WRITTEN REQUEST: Arrange every line of all the items below as a Markdown table with the columns Row and Line, giving each row a number and skipping blank lines. Leave the pictures out of the table.

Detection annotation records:

* start *

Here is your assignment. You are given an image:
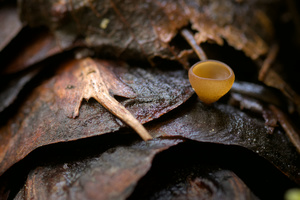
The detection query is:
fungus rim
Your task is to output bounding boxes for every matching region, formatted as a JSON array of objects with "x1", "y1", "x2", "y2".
[{"x1": 189, "y1": 60, "x2": 234, "y2": 81}]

* end *

FULL RESPONSE:
| Row | Line |
|---|---|
| 1 | Here is your assignment. You are given an image: |
| 2 | The detection query is: |
| 3 | fungus rim |
| 4 | Your task is to output bounding boxes for every matching region, formatted as a JSON array of objects with "x1", "y1", "x2", "y2". |
| 5 | [{"x1": 189, "y1": 60, "x2": 234, "y2": 81}] |